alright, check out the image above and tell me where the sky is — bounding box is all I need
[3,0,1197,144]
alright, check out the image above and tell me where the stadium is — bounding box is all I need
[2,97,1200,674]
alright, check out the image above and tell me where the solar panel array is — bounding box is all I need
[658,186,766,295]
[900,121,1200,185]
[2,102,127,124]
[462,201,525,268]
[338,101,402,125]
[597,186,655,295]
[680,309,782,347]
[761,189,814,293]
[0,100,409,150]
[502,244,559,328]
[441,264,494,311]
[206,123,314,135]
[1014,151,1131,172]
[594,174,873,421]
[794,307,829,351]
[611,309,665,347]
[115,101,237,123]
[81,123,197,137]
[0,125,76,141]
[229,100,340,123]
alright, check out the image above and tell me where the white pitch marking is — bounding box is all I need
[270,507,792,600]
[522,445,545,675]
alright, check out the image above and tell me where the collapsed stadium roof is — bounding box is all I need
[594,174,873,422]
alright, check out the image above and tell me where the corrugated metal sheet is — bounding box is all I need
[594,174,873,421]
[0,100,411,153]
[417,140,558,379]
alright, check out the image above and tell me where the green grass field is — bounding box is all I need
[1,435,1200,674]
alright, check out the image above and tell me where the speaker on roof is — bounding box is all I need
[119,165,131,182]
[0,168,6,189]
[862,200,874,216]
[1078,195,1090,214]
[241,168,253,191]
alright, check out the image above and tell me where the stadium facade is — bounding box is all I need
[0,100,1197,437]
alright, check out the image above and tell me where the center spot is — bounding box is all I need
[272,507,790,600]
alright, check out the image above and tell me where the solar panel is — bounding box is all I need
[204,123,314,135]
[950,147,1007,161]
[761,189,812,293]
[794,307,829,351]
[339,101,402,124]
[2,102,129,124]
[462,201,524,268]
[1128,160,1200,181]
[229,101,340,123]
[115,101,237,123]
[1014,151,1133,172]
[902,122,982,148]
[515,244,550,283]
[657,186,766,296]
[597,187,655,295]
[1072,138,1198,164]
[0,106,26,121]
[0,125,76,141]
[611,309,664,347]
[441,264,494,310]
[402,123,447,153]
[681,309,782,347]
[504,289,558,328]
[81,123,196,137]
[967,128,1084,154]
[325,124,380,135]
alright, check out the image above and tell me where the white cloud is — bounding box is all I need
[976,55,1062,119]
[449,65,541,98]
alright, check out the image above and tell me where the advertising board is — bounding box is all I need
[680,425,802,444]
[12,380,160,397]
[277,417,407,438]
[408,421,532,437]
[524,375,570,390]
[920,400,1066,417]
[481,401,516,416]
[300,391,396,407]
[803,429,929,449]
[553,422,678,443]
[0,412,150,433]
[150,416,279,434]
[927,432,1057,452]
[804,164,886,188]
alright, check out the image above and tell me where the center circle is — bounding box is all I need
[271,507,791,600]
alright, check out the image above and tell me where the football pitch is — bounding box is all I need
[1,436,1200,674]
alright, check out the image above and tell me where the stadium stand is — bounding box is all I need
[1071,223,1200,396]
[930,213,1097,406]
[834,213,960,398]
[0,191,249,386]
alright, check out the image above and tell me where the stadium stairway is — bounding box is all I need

...

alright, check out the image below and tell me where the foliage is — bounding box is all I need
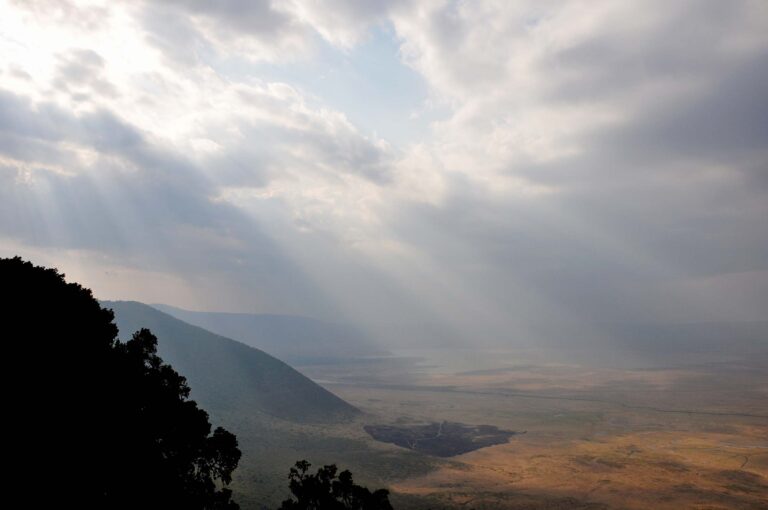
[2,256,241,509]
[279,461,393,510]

## [Try it]
After locating the line with "where the speaker" in the material above, return it and each line after it exactly, ending at the line with "the stadium stairway".

## [Your response]
alright, check out the image above and tell me where the speaker on roof is — bounding box is all I need
[119,165,131,182]
[0,168,6,189]
[862,200,874,216]
[1078,195,1090,214]
[241,168,253,191]
alright, check out the image above and tell me where the stadium facade is — bounding box is all I need
[0,100,1197,437]
alright, check out the image above and tell me where the center spot is — bounding box is all I need
[272,507,790,600]
alright, check out the image above and tell me where the solar panel is — bounding box is all I need
[204,123,314,135]
[950,147,1007,161]
[761,189,812,293]
[794,307,829,351]
[339,101,402,124]
[2,102,129,124]
[462,201,524,268]
[1128,160,1200,181]
[229,101,340,123]
[115,101,237,123]
[1014,151,1133,172]
[902,122,982,148]
[515,244,550,283]
[657,186,766,296]
[597,187,655,295]
[1072,138,1198,164]
[0,106,26,121]
[0,125,76,141]
[611,309,664,347]
[441,264,494,310]
[402,123,447,153]
[681,309,782,347]
[504,289,558,328]
[81,123,196,137]
[967,128,1084,154]
[325,124,380,135]
alright, check out the image above and tell me where the white cloud is — bounding box is all I need
[976,55,1062,119]
[449,65,541,98]
alright, check out the image above and tell me where the advertising board is — bounding box is all I need
[680,425,802,444]
[12,380,160,397]
[277,417,407,438]
[408,421,532,437]
[524,375,570,390]
[920,400,1066,417]
[481,401,516,416]
[300,391,396,407]
[803,429,929,449]
[553,422,678,443]
[0,412,150,433]
[150,416,279,434]
[927,432,1057,452]
[804,164,886,188]
alright, check out the image above and tell me where the center circle is — bounding box is all I need
[271,507,791,600]
alright, check out the image above and tell me where the football pitch is — bounding box is all I need
[1,436,1200,674]
alright, check out the image above and tell me where the stadium stand is — bounding box is all I need
[1071,223,1200,396]
[930,213,1097,406]
[834,213,960,398]
[0,191,249,386]
alright, check out the image above and tell me where the stadium stairway is — bounding box is all I need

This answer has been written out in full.